_CHALLENGE A_
Answer these from the Galway hurling text:
(i) Which team did St. Thomas' beat in the final, and on what date?
(ii) Which team was promoted from the intermediate competition in 2017?
(iii) How many teams from the Senior B Group progress to the knockout stage?
---+---
Promotion/Relegation
- Promoted team(s): N/A
- Relegated team(s): Moycullen

= 2018 Galway Senior Hurling Championship =

Annual hurling competition season

The 2018 Galway Senior Hurling Championship was the 121st staging of the Galway Senior Hurling Championship since its establishment in 1887.

The winners St. Thomas' were presented with the Tom Callanan Cup having beaten Liam Mellows in the final on 18 November.

Liam Mellows were the reigning champions. Ballinderreen participated in the senior championship having been promoted from the intermediate competition in 2017.

==Competition format==

Twenty four reams compete in the initial group stages of the championship – the top ranked twelve teams compete in the Senior A Group and the second ranked twelve teams compete in the Senior B Group. Eight teams from the Senior A Group and four teams from the Senior B Group progress to the knockout stage. The competition format is explained further in each of the championship rounds in the sections below.

==Group stage==

===Senior A===
Senior A consists of 12 teams divided into two groups of 6. The top two teams from each group automatically qualify for the quarter finals. The third and fourth teams from each group play in the preliminary quarter finals. The bottom two teams from each group play-off with the losing team relegated to playing in the following year's Senior B Section.

====Senior A - Group 1====

| Pos | Team | Pld | W | D | L | SF | SA | Diff | Pts |
|---|---|---|---|---|---|---|---|---|---|
| 1 | St. Thomas' | 5 | 4 | 1 | 0 | 4-97 | 5-65 | 29 | 9 |
| 2 | Liam Mellows | 5 | 3 | 1 | 1 | 5-83 | 3-82 | 7 | 7 |
| 3 | Tommy Larkin's | 5 | 1 | 4 | 0 | 4-73 | 5-78 | 2 | 6 |
| 4 | Castlegar | 5 | 2 | 1 | 2 | 8-72 | 4-75 | 9 | 5 |
| 5 | Craughwell | 5 | 1 | 0 | 4 | 7-68 | 6-83 | -12 | 2 |
| 6 | Kilnadeema-Leitrim | 5 | 0 | 1 | 4 | 3-73 | 7-96 | -35 | 1 |

====Senior A - Group 2====

| Pos | Team | Pld | W | D | L | SF | SA | Diff | Pts |
|---|---|---|---|---|---|---|---|---|---|
| 1 | Sarsfields | 5 | 3 | 1 | 1 | 3-74 | 6-68 | -3 | 7 |
| 2 | Loughrea | 5 | 3 | 0 | 2 | 5-76 | 4-76 | 3 | 6 |
| 3 | Gort | 5 | 3 | 0 | 2 | 3-95 | 3-79 | 16 | 6 |
| 4 | Cappataggle | 5 | 2 | 1 | 2 | 2-83 | 4-73 | 4 | 5 |
| 5 | Mullagh | 5 | 2 | 0 | 3 | 5-71 | 2-90 | -10 | 4 |
| 6 | Portumna | 5 | 1 | 0 | 4 | 3-78 | 2-91 | -10 | 2 |

===Senior B===
Senior B consists of 12 teams divided into two groups of 6. The winners of each group qualify for the 2018 preliminary quarter finals and compete in the following year's Senior A competition. The four second and third placed teams play-off with the two winners also qualifying for the 2018 preliminary quarter finals.
---+---
_CHALLENGE B_
In the rows, begin at the line that has "Place a marker on the desk" and continue to the end of the rows. Give those lines as a numbered list, leaving out blank lines and the picture.

_SOURCE DATA_
---+---
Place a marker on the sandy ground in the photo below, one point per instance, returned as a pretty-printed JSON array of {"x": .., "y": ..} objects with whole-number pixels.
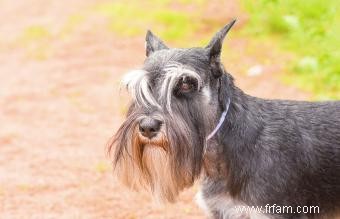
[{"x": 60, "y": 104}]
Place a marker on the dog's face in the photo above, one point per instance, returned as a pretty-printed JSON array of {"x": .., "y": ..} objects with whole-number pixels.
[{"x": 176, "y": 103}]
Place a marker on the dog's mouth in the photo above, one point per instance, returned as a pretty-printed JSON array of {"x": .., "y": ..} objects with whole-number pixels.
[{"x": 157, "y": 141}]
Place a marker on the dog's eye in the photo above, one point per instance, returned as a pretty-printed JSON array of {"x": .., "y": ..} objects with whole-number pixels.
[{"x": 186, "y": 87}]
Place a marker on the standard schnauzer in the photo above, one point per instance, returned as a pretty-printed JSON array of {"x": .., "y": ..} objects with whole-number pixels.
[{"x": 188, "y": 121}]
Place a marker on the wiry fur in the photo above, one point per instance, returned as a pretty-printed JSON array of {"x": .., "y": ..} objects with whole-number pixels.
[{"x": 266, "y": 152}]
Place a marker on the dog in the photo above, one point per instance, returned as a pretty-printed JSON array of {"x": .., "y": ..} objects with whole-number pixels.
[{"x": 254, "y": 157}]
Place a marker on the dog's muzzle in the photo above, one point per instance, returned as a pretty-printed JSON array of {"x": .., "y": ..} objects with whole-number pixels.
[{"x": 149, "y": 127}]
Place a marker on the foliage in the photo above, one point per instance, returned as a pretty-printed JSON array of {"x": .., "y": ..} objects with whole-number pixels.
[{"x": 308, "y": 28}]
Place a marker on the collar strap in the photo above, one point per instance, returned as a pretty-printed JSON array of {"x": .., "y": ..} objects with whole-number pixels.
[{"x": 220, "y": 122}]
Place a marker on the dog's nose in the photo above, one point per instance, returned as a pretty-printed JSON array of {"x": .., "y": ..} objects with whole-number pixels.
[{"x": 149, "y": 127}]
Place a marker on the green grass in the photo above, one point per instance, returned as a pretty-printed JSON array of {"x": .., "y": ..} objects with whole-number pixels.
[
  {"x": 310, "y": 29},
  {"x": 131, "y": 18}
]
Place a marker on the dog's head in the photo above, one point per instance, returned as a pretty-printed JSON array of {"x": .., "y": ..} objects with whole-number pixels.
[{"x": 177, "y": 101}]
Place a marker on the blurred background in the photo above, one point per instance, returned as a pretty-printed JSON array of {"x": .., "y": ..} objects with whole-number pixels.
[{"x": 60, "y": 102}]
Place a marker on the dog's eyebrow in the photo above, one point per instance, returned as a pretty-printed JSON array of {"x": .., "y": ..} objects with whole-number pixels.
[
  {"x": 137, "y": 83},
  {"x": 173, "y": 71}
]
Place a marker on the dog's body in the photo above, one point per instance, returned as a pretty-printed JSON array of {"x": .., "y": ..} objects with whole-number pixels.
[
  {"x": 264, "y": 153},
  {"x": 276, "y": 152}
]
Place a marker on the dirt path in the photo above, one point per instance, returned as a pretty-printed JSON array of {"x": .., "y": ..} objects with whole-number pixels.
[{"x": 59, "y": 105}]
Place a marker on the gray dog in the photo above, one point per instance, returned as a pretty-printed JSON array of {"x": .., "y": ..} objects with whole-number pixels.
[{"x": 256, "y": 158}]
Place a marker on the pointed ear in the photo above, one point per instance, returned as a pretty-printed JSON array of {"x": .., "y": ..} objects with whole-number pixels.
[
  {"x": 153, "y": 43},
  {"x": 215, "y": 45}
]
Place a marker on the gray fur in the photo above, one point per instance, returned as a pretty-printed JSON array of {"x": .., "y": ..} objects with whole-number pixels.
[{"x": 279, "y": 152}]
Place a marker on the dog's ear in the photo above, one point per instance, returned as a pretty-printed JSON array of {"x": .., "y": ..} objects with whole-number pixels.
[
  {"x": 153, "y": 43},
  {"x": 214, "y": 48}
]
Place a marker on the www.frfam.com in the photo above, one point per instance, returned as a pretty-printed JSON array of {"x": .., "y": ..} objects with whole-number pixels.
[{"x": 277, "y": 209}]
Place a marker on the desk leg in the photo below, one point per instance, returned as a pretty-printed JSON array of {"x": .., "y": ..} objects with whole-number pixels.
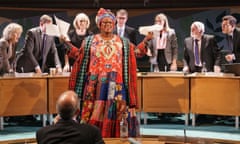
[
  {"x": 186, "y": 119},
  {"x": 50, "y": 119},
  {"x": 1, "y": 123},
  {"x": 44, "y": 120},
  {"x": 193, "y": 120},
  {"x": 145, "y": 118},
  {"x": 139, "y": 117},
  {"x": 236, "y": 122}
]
---+---
_WRITTEN ANSWER A_
(i) Liam Mellows, on 18 November.
(ii) Ballinderreen.
(iii) Four.

_WRITTEN ANSWER B_
1. Place a marker on the desk leg in the photo below, one point per instance, returned as a pretty-printed JSON array of {"x": .., "y": ..} objects with whole-number pixels.
2. [
3.   {"x": 186, "y": 119},
4.   {"x": 50, "y": 119},
5.   {"x": 1, "y": 123},
6.   {"x": 44, "y": 120},
7.   {"x": 193, "y": 120},
8.   {"x": 145, "y": 118},
9.   {"x": 139, "y": 117},
10.   {"x": 236, "y": 122}
11. ]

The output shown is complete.